• What you are asked to do
Wherever "kindly" shows up in the records below, copy the whole line.

• Input material
◆ ◆ ◆ ◆ ◆ ◆ ◆

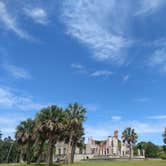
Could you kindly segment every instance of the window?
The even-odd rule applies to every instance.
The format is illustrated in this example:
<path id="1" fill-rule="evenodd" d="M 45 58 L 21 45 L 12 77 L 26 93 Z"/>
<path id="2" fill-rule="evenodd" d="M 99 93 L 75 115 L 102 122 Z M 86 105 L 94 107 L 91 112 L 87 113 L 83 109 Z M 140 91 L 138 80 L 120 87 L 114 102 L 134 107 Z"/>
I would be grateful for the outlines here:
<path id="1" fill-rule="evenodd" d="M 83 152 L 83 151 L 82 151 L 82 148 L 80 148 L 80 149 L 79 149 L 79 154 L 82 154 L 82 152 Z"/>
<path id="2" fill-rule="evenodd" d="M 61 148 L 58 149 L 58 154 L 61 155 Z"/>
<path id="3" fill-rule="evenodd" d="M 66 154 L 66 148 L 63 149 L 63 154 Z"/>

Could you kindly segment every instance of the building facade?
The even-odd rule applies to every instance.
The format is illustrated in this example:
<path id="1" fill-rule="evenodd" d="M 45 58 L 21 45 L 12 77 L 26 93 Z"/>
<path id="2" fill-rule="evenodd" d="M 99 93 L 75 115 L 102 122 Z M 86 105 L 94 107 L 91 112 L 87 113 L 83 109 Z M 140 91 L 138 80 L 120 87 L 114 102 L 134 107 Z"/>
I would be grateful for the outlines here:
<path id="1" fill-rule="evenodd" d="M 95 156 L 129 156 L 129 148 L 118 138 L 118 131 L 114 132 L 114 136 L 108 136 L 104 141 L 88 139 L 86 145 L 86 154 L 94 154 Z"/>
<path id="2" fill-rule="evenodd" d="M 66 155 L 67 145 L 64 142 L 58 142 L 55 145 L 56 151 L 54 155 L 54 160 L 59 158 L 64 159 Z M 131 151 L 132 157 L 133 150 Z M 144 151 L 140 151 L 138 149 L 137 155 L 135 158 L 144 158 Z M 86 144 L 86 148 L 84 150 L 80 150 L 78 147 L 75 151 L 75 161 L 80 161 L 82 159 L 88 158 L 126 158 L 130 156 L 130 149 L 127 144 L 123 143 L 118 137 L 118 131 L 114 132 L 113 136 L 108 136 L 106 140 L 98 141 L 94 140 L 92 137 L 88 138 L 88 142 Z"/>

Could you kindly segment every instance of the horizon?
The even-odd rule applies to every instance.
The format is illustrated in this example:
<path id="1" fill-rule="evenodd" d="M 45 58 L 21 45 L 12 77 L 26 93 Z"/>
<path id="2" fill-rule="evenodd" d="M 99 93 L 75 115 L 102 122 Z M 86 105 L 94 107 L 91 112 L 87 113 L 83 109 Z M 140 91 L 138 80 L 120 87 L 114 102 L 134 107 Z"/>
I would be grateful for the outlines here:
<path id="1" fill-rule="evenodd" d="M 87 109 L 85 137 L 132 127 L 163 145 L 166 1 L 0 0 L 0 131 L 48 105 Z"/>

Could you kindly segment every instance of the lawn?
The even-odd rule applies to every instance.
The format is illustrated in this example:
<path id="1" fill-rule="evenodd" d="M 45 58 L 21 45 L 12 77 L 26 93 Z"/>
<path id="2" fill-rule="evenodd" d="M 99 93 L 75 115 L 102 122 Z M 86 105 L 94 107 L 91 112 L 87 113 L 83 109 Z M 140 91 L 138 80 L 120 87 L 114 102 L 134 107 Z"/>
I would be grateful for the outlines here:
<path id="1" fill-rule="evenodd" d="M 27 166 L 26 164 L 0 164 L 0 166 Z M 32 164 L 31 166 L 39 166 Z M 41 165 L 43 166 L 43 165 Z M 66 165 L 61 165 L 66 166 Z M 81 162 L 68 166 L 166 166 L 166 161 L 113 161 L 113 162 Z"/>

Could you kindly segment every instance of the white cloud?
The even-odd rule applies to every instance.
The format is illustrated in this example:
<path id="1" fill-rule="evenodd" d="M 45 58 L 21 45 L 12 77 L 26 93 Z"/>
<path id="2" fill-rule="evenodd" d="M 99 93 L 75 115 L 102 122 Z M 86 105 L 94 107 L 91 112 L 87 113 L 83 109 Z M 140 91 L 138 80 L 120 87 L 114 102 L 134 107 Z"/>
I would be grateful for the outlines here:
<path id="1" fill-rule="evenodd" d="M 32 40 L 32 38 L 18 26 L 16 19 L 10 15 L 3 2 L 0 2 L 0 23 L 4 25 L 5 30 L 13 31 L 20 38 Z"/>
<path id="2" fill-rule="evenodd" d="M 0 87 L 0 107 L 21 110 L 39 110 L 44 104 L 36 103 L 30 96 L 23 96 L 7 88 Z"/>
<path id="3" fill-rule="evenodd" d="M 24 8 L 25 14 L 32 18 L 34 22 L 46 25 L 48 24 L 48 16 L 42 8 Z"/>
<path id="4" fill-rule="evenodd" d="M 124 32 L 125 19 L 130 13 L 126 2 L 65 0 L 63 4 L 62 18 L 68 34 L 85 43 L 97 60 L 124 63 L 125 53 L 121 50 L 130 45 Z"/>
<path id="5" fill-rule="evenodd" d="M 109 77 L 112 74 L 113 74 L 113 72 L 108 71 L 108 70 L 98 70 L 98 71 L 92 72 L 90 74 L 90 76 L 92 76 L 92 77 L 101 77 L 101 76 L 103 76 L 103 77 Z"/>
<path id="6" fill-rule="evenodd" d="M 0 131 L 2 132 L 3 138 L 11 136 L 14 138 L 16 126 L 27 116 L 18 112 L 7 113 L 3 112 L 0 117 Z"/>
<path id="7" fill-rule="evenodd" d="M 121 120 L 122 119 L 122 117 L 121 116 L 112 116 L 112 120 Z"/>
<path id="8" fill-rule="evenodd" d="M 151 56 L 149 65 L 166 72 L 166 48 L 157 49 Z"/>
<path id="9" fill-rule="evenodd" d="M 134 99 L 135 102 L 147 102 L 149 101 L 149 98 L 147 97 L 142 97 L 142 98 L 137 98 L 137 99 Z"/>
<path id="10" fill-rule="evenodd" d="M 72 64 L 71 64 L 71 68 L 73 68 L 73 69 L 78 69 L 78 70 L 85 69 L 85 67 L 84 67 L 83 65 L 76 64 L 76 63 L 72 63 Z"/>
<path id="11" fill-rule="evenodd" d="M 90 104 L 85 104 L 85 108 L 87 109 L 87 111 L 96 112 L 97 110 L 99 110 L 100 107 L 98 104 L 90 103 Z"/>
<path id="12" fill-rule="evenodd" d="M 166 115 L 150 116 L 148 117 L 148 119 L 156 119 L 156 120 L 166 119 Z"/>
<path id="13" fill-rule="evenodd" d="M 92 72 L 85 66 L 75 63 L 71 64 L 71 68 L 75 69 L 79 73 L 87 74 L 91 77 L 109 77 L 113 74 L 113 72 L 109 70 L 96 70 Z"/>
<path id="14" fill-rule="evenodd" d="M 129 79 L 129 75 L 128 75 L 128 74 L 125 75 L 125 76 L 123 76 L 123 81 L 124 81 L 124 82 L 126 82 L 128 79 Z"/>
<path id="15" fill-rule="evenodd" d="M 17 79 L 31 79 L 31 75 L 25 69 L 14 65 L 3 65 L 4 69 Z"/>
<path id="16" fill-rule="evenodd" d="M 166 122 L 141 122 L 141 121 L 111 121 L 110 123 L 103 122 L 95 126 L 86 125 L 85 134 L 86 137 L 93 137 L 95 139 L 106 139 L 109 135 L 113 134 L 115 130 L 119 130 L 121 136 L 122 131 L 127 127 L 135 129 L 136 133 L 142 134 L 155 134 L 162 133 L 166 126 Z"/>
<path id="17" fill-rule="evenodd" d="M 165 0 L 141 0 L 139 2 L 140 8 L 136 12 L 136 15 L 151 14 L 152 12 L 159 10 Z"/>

◆ ◆ ◆ ◆ ◆ ◆ ◆

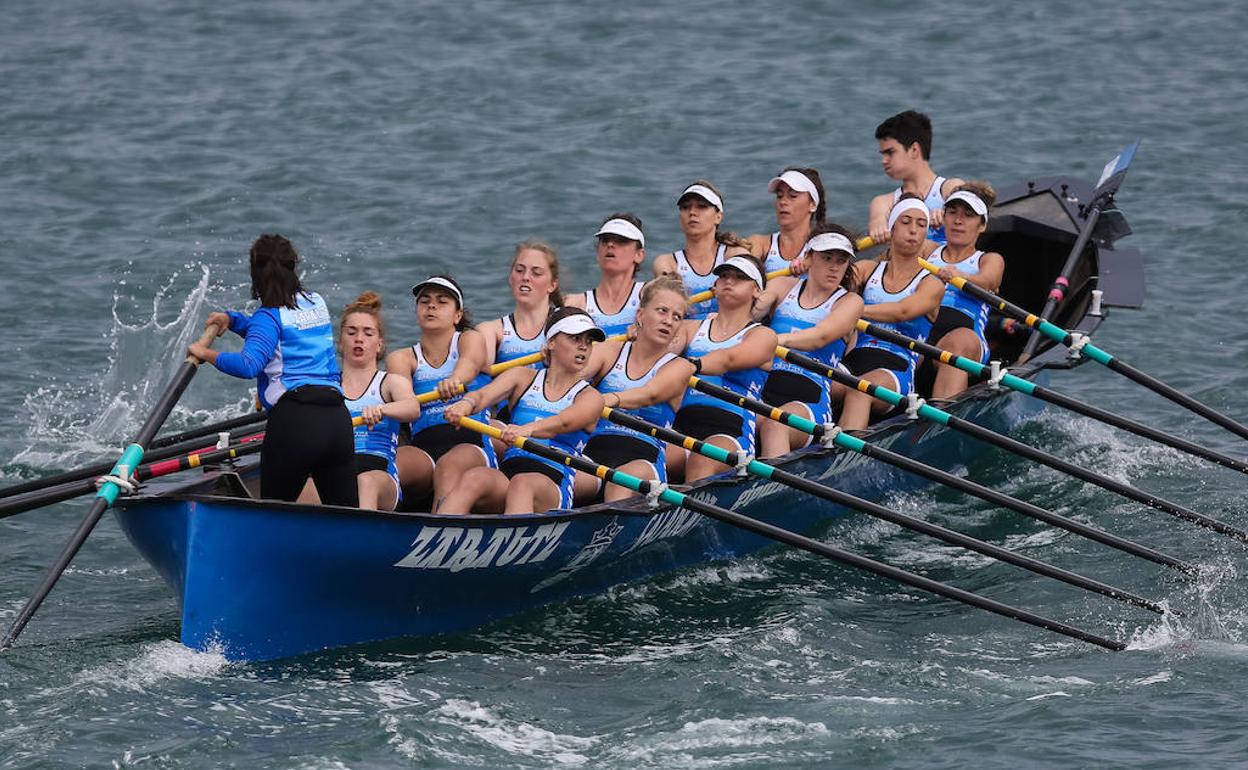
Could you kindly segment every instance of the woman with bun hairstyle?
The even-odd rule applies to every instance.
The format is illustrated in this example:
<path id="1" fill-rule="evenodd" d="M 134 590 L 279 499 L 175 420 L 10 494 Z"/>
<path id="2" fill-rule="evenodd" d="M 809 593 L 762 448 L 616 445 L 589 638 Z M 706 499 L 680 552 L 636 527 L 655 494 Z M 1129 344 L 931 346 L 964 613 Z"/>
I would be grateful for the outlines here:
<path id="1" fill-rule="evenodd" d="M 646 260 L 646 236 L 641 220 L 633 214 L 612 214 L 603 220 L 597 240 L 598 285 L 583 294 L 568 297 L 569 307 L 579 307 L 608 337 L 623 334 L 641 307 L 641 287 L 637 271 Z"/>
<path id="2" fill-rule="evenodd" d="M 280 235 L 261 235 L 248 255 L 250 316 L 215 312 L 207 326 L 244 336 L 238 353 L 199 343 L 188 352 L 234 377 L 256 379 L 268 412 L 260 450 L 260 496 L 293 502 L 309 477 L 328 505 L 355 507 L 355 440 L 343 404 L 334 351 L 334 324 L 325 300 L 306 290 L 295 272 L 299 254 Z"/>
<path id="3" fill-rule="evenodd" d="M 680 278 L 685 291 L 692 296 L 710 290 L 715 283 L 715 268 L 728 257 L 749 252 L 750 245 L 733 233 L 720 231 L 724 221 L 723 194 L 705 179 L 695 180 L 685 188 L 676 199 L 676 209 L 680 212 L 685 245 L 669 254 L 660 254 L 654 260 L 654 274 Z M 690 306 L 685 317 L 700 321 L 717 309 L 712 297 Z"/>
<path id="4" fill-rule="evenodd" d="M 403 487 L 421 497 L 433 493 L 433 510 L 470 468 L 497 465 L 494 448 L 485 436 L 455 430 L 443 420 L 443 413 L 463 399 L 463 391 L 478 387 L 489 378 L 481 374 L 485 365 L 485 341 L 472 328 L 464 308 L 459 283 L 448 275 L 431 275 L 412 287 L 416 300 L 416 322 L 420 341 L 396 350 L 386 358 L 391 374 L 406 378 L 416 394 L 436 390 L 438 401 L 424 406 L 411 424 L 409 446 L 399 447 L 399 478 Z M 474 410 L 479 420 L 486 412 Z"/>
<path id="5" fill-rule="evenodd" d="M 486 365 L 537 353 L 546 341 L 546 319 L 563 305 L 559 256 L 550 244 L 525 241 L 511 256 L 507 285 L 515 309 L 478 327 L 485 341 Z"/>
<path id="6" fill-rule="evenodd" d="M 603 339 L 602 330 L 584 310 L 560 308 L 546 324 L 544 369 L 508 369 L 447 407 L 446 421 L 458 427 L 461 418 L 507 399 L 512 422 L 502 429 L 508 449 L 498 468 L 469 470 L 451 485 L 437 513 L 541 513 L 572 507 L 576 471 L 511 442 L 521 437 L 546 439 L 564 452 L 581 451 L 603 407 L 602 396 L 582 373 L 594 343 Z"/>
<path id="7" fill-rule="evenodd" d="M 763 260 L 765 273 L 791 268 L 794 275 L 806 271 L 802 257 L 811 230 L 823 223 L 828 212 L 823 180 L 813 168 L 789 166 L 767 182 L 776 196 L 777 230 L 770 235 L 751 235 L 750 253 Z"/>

◆ ◆ ◆ ◆ ◆ ◆ ◆

• Answer section
Could you kindly segment every instance of the window?
Could you kindly segment every instance of the building facade?
Could you kindly segment every instance of the horizon?
Could you kindly segment every instance of the lawn?
Could you kindly segment every instance of the white cloud?
Could you kindly segment every instance of the woman with bun hairstyle?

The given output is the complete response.